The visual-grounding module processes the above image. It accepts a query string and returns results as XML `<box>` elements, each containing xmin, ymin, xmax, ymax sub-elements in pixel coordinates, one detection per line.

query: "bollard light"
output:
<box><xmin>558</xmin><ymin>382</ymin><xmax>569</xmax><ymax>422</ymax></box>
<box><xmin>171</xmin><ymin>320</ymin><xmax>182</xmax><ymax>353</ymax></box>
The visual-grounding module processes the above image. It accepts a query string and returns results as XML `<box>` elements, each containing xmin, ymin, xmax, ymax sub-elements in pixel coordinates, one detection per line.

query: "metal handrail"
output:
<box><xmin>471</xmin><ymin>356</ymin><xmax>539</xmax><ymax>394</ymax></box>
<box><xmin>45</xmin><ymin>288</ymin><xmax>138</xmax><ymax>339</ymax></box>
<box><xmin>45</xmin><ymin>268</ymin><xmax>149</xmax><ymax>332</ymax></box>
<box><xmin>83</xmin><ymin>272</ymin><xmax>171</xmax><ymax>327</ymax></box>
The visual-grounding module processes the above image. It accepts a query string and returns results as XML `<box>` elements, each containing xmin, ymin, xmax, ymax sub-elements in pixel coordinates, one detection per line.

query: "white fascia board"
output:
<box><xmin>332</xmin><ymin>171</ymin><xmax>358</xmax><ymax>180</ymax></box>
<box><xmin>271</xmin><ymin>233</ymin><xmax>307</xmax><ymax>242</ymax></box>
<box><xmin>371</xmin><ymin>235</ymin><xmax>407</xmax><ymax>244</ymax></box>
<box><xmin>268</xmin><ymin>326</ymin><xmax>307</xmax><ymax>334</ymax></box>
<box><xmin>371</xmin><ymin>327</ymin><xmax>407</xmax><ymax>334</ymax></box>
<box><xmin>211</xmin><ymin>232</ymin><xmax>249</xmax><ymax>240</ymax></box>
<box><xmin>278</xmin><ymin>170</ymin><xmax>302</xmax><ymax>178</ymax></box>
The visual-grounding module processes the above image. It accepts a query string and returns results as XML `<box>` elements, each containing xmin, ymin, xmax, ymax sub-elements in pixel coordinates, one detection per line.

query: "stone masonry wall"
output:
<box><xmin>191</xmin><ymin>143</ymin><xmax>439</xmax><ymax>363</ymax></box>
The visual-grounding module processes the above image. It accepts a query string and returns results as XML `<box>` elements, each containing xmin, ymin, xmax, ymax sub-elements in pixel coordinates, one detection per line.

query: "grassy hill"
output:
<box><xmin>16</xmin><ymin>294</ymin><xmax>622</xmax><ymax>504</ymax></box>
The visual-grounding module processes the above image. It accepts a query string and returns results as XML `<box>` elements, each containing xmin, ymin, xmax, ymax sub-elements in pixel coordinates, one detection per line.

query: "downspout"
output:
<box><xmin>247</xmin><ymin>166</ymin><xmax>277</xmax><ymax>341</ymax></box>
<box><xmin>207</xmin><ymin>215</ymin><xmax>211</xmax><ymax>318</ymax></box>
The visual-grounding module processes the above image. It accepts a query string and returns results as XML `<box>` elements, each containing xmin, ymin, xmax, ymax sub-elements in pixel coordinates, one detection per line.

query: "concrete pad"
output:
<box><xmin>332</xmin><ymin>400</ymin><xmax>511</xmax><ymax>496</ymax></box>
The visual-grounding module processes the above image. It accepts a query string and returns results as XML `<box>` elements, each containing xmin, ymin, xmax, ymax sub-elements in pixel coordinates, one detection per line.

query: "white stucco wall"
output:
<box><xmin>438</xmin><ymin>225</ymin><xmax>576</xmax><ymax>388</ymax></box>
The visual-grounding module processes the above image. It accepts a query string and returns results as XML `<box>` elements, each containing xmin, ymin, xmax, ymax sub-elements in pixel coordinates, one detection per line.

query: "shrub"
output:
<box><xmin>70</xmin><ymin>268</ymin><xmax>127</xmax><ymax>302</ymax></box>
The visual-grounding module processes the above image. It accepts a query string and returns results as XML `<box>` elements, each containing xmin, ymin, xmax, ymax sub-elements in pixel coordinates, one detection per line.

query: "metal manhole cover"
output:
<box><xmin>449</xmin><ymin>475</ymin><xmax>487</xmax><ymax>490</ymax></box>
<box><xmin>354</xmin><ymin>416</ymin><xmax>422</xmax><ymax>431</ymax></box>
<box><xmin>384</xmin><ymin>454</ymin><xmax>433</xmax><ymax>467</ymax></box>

- WRITTEN TASK -
Find every line in the items above that contains the word "white", and copy each of those lines.

- FINISHED ANSWER -
query: "white fascia board"
query: "white stucco wall"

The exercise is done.